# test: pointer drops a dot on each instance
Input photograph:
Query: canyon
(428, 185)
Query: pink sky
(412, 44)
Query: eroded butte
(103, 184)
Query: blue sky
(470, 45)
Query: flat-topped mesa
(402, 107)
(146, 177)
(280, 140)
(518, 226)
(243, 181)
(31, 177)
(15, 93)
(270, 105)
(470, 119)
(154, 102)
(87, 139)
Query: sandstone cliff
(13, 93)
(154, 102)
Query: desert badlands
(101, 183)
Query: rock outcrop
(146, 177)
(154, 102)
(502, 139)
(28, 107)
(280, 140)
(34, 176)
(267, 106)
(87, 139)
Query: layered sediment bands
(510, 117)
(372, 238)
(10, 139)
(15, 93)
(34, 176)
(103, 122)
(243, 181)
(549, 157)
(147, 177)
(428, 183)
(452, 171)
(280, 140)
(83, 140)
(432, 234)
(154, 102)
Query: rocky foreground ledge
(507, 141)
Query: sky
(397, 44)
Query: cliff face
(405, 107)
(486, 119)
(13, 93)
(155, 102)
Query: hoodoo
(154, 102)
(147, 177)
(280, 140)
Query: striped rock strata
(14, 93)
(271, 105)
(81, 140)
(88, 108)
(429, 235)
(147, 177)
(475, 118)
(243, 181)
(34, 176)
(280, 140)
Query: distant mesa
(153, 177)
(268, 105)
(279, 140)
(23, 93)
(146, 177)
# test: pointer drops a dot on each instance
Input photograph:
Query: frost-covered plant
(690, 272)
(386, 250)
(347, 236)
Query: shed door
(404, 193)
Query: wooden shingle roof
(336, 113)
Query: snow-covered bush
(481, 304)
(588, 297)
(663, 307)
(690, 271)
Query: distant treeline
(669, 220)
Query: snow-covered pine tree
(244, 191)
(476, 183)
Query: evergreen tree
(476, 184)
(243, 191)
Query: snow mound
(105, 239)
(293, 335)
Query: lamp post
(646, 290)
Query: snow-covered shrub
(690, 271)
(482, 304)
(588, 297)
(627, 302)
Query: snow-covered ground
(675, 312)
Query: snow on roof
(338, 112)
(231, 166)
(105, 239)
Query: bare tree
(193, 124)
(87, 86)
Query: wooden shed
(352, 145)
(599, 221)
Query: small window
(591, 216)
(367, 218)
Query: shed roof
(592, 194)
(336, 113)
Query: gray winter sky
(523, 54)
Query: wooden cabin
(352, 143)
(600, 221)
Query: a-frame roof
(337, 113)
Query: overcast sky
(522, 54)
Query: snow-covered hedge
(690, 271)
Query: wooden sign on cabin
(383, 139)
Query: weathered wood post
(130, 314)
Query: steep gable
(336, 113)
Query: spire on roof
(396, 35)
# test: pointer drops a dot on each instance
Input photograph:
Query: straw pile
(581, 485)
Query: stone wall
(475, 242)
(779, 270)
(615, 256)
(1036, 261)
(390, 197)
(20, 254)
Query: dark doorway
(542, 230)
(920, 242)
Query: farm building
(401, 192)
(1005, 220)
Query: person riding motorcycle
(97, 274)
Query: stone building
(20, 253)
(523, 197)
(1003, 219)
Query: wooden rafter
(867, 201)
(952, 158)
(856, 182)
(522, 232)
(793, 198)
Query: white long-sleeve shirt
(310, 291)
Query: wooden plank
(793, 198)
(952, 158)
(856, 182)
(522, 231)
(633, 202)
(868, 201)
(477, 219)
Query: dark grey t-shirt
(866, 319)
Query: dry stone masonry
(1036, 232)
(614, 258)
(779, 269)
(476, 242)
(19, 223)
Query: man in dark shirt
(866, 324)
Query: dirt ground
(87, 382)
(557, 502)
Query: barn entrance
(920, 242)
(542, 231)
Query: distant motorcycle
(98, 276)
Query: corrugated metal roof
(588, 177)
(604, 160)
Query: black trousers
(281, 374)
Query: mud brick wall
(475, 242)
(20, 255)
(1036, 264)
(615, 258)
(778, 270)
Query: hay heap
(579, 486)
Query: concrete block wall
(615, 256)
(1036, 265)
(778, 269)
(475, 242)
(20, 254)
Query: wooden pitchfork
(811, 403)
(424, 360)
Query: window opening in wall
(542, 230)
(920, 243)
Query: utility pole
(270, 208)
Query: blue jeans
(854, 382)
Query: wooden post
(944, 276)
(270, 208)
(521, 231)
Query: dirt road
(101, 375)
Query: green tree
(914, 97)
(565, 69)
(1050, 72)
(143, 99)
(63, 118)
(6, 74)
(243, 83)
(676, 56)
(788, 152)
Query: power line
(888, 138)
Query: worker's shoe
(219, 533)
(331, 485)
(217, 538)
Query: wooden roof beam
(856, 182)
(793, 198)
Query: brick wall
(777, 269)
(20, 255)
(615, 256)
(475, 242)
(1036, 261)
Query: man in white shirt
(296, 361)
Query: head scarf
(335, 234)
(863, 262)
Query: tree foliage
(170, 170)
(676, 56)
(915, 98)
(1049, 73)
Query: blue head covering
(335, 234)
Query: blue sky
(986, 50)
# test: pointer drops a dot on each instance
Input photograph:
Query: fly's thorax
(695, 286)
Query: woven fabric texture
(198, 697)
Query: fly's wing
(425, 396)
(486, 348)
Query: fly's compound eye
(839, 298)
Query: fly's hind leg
● ● ● ● ● ● ●
→ **Task statement**
The records are to be duplicated in full, with every word kept exactly.

→ **Answer section**
# test: pointer drops a dot on each instance
Input photograph:
Query: canyon
(428, 185)
Query: pink sky
(412, 44)
Query: eroded butte
(103, 184)
Query: blue sky
(470, 45)
Query: flat-topped mesa
(402, 107)
(146, 177)
(280, 140)
(518, 226)
(243, 181)
(31, 177)
(15, 93)
(270, 105)
(470, 119)
(154, 102)
(87, 139)
Query: sandstone cliff
(13, 93)
(154, 102)
Query: desert badlands
(101, 183)
Query: rock outcrop
(146, 177)
(154, 102)
(502, 139)
(28, 107)
(280, 140)
(34, 176)
(267, 106)
(87, 139)
Query: layered sediment bands
(510, 117)
(372, 238)
(10, 139)
(15, 93)
(34, 176)
(103, 122)
(243, 181)
(549, 157)
(147, 177)
(428, 183)
(452, 171)
(280, 140)
(83, 140)
(432, 234)
(154, 102)
Query: rocky foreground ledge
(507, 141)
Query: sky
(397, 44)
Query: cliff face
(405, 107)
(486, 119)
(13, 93)
(155, 102)
Query: hoodoo
(154, 102)
(147, 177)
(280, 140)
Query: striped rock strata
(14, 93)
(271, 105)
(81, 140)
(88, 108)
(429, 235)
(147, 177)
(475, 118)
(243, 181)
(34, 176)
(280, 140)
Query: distant mesa
(153, 177)
(268, 105)
(279, 140)
(23, 93)
(146, 177)
# test: pointer drops a dot on each instance
Input photograph:
Query: frost-covered plant
(690, 272)
(386, 250)
(347, 236)
Query: shed door
(404, 193)
Query: wooden shingle roof
(336, 113)
Query: snow-covered bush
(481, 304)
(588, 297)
(663, 307)
(690, 271)
Query: distant treeline
(669, 220)
Query: snow-covered pine tree
(244, 191)
(476, 183)
Query: evergreen tree
(476, 184)
(243, 191)
Query: snow mound
(105, 239)
(293, 335)
Query: lamp post
(646, 290)
Query: snow-covered shrub
(690, 271)
(482, 304)
(588, 297)
(627, 302)
Query: snow-covered ground
(675, 312)
Query: snow on roof
(338, 112)
(231, 166)
(105, 239)
Query: bare tree
(193, 124)
(87, 86)
Query: wooden shed
(352, 145)
(599, 221)
Query: small window
(591, 216)
(367, 218)
Query: shed roof
(592, 194)
(336, 113)
Query: gray winter sky
(523, 54)
Query: wooden cabin
(352, 143)
(600, 221)
Query: a-frame roof
(337, 113)
Query: overcast sky
(522, 54)
Query: snow-covered hedge
(690, 271)
Query: wooden sign on cabin
(383, 139)
Query: weathered wood post
(130, 314)
Query: steep gable
(336, 113)
Query: spire on roof
(396, 35)
# test: pointer drops a dot on each instance
Input photograph:
Query: straw pile
(581, 485)
Query: stone wall
(475, 242)
(779, 270)
(615, 256)
(1036, 261)
(390, 197)
(20, 254)
Query: dark doorway
(542, 230)
(920, 242)
Query: farm building
(401, 192)
(1005, 220)
Query: person riding motorcycle
(97, 274)
Query: stone building
(20, 253)
(523, 197)
(1003, 219)
Query: wooden rafter
(867, 201)
(952, 158)
(856, 182)
(522, 232)
(793, 198)
Query: white long-sleeve shirt
(310, 291)
Query: wooden plank
(793, 198)
(952, 158)
(856, 182)
(522, 231)
(633, 202)
(868, 201)
(477, 219)
Query: dark grey t-shirt
(866, 319)
Query: dry stone masonry
(1036, 232)
(614, 258)
(779, 269)
(476, 242)
(19, 223)
Query: man in dark shirt
(866, 324)
Query: dirt ground
(87, 382)
(557, 502)
Query: barn entrance
(920, 242)
(542, 231)
Query: distant motorcycle
(98, 276)
Query: corrugated metal roof
(588, 177)
(604, 160)
Query: black trousers
(281, 374)
Query: mud brick wall
(475, 242)
(20, 255)
(1036, 264)
(615, 258)
(778, 270)
Query: hay heap
(579, 486)
Query: concrete block wall
(615, 256)
(1036, 265)
(778, 269)
(475, 242)
(20, 254)
Query: wooden pitchfork
(811, 403)
(424, 360)
Query: window opening in wall
(542, 230)
(920, 243)
Query: utility pole
(270, 208)
Query: blue jeans
(854, 382)
Query: wooden post
(944, 276)
(270, 208)
(521, 231)
Query: dirt road
(101, 375)
Query: green tree
(914, 97)
(565, 69)
(1050, 72)
(143, 99)
(63, 118)
(6, 74)
(243, 83)
(676, 56)
(788, 152)
Query: power line
(888, 138)
Query: worker's shoe
(219, 533)
(331, 485)
(217, 538)
Query: wooden roof beam
(856, 182)
(793, 198)
Query: brick wall
(777, 269)
(20, 255)
(615, 256)
(475, 242)
(1036, 261)
Query: man in white shirt
(296, 361)
Query: head scarf
(335, 234)
(863, 262)
Query: tree foliage
(170, 170)
(676, 56)
(915, 98)
(1049, 73)
Query: blue head covering
(335, 234)
Query: blue sky
(986, 50)
# test: pointer drops a dot on each instance
Input photograph:
Query: fly's thorax
(695, 286)
Query: woven fabric texture
(198, 697)
Query: fly's wing
(425, 396)
(486, 348)
Query: fly's compound eye
(839, 298)
Query: fly's hind leg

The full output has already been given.